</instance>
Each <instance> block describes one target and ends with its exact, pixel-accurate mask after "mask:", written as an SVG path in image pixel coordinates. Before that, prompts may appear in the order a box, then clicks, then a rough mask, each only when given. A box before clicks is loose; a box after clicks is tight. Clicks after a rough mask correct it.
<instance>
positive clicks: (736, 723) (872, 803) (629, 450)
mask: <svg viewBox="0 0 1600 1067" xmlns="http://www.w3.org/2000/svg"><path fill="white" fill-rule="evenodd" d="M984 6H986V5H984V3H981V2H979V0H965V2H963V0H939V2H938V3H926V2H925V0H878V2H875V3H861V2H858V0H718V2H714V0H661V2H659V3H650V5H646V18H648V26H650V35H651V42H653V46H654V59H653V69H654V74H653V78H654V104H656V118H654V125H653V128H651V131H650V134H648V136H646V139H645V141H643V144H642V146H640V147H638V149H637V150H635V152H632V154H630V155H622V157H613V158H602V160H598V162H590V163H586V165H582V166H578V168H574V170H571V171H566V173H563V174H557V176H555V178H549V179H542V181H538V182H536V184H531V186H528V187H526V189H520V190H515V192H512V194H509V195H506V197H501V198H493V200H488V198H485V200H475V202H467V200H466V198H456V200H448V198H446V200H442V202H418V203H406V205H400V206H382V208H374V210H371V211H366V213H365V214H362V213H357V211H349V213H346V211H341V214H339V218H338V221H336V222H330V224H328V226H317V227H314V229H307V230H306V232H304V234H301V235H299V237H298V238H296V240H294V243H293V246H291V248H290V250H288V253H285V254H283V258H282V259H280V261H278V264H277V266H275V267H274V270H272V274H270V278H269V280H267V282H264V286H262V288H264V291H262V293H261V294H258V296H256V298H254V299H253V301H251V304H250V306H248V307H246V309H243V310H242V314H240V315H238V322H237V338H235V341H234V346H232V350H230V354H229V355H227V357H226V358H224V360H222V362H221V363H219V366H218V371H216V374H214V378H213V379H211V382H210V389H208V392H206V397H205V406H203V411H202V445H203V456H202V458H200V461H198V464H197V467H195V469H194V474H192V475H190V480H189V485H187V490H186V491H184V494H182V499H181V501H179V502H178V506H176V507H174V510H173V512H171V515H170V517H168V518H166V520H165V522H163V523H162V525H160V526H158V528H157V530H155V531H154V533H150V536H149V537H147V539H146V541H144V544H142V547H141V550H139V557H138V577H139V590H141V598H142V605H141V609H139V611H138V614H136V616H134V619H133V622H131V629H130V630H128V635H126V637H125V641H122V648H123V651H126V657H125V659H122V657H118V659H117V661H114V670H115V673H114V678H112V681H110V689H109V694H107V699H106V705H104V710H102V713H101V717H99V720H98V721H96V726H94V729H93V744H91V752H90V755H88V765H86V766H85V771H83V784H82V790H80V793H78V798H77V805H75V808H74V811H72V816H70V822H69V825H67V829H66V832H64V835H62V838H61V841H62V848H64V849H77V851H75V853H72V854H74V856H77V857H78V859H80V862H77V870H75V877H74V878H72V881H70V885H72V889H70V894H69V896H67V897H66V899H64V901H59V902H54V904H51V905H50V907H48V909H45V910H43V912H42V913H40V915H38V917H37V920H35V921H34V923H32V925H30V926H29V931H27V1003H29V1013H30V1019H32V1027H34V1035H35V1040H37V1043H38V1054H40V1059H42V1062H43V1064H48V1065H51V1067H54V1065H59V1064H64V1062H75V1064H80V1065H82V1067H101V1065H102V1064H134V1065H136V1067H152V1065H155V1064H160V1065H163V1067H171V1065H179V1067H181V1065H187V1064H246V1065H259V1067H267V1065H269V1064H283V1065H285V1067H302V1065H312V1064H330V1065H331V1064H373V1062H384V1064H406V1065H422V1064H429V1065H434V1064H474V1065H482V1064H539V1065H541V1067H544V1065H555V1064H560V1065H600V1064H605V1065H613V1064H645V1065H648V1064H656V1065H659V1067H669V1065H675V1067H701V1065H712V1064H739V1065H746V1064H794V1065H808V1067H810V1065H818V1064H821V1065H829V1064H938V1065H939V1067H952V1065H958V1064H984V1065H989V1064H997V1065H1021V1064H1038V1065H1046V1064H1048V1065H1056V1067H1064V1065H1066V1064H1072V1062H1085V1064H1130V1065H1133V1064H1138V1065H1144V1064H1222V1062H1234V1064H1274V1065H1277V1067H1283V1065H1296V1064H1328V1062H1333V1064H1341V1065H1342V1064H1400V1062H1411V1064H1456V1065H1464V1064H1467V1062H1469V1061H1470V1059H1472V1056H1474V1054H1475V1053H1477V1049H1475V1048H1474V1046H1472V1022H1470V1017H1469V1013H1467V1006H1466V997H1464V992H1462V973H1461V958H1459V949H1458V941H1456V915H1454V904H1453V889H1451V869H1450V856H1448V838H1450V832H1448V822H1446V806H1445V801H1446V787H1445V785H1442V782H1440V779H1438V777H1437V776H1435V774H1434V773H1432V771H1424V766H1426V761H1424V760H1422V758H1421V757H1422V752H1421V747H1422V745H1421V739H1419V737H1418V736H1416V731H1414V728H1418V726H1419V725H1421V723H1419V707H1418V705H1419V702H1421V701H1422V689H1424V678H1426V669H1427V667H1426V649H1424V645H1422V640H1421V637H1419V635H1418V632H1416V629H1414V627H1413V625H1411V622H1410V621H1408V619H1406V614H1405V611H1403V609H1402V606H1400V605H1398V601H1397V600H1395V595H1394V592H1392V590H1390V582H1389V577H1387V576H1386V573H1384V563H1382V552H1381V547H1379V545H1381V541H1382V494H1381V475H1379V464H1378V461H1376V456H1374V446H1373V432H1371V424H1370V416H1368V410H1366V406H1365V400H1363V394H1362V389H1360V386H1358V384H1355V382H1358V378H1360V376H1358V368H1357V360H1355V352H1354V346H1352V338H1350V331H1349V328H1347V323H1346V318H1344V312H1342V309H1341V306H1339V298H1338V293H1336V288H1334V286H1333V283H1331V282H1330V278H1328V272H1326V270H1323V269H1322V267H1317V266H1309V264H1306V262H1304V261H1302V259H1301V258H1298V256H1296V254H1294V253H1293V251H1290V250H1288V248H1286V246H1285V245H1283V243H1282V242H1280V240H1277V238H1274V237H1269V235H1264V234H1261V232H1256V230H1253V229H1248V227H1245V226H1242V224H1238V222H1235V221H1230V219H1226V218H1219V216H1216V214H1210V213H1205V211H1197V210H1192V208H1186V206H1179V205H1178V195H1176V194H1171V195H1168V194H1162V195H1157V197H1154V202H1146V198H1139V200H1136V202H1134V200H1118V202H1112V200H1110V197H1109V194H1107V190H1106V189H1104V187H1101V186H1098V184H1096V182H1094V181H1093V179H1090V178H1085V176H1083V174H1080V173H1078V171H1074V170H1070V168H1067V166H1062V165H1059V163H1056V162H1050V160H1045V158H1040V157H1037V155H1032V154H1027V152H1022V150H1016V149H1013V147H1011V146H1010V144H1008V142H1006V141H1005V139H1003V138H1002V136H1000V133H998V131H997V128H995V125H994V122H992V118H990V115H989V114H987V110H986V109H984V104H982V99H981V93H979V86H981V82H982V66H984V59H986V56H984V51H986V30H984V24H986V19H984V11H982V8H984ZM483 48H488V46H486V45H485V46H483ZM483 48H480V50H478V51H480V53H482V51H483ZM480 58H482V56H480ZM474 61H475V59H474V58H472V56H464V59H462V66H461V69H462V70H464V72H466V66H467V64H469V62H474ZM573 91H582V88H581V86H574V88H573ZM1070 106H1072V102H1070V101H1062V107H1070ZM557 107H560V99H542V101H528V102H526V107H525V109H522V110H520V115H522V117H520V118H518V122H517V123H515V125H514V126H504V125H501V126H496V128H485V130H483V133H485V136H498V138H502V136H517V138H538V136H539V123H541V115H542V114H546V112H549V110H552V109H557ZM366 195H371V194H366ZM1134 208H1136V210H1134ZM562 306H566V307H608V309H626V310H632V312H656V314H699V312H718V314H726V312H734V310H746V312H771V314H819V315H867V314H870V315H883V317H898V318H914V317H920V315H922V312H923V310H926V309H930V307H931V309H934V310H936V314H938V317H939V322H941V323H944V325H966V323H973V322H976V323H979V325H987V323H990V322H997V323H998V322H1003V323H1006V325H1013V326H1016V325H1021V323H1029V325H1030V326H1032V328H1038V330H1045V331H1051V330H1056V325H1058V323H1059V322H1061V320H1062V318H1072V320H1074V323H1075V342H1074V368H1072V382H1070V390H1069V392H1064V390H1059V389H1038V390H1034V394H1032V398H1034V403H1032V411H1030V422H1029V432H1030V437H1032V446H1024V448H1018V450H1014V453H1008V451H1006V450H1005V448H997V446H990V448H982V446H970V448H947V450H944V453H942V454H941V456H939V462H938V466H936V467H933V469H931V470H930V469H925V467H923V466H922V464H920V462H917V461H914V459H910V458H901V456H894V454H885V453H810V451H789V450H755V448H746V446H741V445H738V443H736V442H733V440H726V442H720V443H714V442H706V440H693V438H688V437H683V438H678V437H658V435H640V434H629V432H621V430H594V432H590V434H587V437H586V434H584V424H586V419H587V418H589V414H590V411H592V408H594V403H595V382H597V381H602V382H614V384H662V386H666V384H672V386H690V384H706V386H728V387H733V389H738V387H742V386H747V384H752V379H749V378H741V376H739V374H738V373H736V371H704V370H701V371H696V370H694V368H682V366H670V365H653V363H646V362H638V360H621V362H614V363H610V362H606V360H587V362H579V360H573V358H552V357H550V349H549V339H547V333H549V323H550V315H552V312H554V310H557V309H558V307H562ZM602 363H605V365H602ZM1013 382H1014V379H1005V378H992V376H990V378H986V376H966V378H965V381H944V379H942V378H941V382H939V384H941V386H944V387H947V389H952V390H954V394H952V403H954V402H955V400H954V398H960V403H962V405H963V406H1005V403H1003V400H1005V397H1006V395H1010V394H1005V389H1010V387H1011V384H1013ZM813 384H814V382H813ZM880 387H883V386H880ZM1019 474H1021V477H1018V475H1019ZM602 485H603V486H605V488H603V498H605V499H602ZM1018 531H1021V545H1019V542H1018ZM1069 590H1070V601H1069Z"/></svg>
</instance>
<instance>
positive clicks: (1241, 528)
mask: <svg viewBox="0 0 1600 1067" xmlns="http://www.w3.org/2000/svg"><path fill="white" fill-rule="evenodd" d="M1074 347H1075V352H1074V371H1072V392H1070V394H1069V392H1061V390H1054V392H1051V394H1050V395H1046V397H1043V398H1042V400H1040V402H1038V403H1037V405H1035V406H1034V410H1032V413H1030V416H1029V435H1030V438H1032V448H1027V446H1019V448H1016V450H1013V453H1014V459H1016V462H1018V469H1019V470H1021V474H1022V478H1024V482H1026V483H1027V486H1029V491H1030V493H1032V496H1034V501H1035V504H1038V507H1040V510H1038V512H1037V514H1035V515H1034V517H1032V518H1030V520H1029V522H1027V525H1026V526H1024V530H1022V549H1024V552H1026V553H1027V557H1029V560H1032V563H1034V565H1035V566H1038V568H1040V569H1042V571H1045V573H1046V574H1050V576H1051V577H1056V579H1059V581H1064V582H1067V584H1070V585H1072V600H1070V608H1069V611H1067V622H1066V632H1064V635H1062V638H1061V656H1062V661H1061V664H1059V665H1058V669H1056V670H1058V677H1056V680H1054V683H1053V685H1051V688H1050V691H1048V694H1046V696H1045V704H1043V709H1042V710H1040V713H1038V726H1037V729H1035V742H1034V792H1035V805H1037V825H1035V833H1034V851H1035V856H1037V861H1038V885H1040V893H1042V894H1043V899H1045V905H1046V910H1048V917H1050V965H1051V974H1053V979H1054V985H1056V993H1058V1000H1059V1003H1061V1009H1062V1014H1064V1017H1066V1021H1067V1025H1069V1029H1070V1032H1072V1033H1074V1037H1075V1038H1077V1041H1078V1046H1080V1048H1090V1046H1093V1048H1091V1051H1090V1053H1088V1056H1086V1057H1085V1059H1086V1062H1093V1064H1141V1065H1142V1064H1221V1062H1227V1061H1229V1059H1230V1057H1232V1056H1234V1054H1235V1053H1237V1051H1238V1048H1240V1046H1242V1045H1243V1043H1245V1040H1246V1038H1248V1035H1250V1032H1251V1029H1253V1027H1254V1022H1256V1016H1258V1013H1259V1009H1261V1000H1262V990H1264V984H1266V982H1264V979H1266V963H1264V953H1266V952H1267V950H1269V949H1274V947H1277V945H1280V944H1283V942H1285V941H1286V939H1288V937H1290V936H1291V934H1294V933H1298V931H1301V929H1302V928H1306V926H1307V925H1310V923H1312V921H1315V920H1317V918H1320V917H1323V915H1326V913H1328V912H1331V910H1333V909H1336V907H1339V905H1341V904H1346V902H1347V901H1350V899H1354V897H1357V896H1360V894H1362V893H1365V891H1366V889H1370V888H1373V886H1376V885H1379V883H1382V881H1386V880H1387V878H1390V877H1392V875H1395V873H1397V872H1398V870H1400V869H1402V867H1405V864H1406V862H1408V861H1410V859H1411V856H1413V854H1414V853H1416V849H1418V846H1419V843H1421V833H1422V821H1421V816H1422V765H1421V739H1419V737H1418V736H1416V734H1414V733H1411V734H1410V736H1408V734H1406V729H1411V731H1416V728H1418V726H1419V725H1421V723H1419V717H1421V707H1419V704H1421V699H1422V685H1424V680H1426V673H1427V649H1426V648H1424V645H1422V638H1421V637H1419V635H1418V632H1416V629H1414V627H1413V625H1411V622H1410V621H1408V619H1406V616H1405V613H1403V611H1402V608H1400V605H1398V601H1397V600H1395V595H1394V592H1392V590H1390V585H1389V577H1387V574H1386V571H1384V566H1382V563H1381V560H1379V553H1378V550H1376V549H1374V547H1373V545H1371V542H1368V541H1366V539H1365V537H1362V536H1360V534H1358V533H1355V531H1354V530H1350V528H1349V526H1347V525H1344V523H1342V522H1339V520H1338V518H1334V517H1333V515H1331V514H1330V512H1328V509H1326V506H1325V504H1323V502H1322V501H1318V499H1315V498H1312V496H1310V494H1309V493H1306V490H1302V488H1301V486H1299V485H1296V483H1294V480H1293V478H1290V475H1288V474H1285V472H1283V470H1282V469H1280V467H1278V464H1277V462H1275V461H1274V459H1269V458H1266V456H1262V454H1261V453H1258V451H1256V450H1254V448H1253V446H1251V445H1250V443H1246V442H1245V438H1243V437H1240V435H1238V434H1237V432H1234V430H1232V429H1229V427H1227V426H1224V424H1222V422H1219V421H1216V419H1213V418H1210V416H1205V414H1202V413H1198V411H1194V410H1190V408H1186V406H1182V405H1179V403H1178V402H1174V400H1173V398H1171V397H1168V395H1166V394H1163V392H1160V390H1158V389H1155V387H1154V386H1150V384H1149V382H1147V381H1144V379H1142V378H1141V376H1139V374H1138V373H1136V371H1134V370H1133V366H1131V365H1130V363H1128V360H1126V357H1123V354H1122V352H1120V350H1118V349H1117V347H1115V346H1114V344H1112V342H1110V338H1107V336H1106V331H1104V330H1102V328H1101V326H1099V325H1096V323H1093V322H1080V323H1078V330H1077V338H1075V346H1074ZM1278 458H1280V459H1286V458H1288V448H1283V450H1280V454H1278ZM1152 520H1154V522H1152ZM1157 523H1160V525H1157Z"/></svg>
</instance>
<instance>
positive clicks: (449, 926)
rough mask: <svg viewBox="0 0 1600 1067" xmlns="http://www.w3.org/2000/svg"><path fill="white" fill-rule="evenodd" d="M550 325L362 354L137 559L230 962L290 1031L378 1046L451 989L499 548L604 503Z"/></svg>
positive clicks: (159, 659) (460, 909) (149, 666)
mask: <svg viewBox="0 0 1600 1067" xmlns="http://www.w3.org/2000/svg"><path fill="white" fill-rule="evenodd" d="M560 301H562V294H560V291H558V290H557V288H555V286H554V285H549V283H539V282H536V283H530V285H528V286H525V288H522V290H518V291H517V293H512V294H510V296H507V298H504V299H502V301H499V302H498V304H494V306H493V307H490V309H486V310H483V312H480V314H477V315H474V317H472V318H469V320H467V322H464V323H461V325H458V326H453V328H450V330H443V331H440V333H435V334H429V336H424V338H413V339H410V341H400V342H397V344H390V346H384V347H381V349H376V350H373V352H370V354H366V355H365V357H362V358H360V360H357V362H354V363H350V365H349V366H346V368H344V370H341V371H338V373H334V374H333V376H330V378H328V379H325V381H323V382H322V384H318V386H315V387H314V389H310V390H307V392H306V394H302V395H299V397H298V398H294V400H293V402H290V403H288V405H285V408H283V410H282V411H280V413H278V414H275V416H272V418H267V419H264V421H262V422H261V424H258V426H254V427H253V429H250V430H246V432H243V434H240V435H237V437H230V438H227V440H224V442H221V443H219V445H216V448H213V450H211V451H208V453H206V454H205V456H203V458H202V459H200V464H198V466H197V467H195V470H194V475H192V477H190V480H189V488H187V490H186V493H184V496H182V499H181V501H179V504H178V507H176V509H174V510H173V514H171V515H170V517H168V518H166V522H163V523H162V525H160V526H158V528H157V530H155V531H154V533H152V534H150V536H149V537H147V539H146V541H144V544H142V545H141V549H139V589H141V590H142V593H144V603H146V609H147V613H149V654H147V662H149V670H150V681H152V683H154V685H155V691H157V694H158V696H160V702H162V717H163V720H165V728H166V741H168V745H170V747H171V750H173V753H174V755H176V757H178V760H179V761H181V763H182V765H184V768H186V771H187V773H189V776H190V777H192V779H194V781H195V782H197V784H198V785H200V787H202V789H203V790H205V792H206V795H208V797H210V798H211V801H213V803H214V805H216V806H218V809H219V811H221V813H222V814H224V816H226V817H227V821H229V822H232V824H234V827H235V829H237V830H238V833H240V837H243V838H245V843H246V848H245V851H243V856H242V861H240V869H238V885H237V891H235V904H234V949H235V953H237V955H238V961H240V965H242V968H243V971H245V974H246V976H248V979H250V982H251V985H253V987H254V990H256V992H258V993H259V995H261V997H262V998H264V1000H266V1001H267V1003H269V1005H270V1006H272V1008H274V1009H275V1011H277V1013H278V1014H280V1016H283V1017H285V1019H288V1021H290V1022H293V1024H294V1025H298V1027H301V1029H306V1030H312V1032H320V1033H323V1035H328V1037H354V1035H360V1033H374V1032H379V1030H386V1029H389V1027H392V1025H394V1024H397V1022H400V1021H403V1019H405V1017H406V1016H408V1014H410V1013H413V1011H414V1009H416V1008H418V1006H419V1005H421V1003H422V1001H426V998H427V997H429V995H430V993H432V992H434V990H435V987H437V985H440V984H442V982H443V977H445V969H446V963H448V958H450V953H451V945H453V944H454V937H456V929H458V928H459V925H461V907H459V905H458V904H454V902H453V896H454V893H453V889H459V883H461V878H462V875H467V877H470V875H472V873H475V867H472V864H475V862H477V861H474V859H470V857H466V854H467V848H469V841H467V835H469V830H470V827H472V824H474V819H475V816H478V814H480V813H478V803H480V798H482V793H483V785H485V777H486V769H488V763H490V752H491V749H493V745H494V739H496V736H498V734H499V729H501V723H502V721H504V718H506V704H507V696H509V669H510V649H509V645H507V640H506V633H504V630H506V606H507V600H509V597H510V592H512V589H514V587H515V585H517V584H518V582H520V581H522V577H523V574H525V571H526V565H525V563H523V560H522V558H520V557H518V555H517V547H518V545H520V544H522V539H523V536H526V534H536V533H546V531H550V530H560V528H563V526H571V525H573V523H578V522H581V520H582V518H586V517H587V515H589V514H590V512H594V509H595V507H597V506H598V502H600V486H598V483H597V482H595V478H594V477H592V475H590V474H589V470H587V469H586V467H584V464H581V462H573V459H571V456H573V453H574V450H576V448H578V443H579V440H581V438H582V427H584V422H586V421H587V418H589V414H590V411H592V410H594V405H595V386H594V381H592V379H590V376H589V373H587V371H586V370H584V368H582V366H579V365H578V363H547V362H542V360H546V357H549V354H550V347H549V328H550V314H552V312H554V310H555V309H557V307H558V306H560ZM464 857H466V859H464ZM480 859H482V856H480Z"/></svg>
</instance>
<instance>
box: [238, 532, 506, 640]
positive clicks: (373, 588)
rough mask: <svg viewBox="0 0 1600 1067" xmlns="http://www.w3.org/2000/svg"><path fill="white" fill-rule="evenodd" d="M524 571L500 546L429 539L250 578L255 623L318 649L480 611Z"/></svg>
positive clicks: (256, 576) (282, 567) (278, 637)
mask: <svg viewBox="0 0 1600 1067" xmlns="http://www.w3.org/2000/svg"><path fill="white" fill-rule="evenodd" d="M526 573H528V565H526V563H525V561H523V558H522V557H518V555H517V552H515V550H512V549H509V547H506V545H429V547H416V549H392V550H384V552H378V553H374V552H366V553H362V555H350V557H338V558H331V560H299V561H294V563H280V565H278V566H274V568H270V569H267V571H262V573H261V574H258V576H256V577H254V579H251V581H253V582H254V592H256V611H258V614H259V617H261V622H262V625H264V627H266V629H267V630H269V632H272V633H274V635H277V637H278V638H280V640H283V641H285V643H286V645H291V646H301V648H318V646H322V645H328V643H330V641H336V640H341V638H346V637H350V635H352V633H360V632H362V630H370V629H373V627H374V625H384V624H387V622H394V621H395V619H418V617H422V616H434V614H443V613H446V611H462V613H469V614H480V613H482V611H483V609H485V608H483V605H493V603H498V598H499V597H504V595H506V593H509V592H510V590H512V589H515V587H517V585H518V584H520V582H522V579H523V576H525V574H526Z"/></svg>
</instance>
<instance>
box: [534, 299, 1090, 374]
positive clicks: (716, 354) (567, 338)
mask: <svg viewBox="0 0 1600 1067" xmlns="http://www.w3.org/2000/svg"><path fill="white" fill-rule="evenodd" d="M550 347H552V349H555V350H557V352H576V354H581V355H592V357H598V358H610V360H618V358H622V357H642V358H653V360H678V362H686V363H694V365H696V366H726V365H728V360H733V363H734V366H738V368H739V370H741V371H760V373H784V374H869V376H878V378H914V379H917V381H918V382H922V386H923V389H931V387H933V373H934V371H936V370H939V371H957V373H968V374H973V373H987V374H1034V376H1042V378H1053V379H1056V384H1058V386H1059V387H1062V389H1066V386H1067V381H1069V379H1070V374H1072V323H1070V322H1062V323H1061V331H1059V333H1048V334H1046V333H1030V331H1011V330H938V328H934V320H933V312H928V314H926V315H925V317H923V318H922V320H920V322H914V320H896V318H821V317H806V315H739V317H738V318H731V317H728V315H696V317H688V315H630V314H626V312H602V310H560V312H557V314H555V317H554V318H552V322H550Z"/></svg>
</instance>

━━━━━━━━━━

Instructions for the task: Could you put the items, from their first line up to and including the line containing "positive clicks: (736, 723)", into a JSON list of strings with one string per line and blank lines omitted?

Finished task:
[
  "</instance>",
  "Each <instance> block describes one target and ends with its exact, pixel-accurate mask after \"mask:\", written as an SVG path in image pixel coordinates. Before that, prompts may appear in the order a box, then clicks, then a rough mask, each only when given. A box before clicks is loose; a box after clicks is tight. Clicks after a rough mask correct it.",
  "<instance>",
  "positive clicks: (736, 723) (872, 803) (629, 450)"
]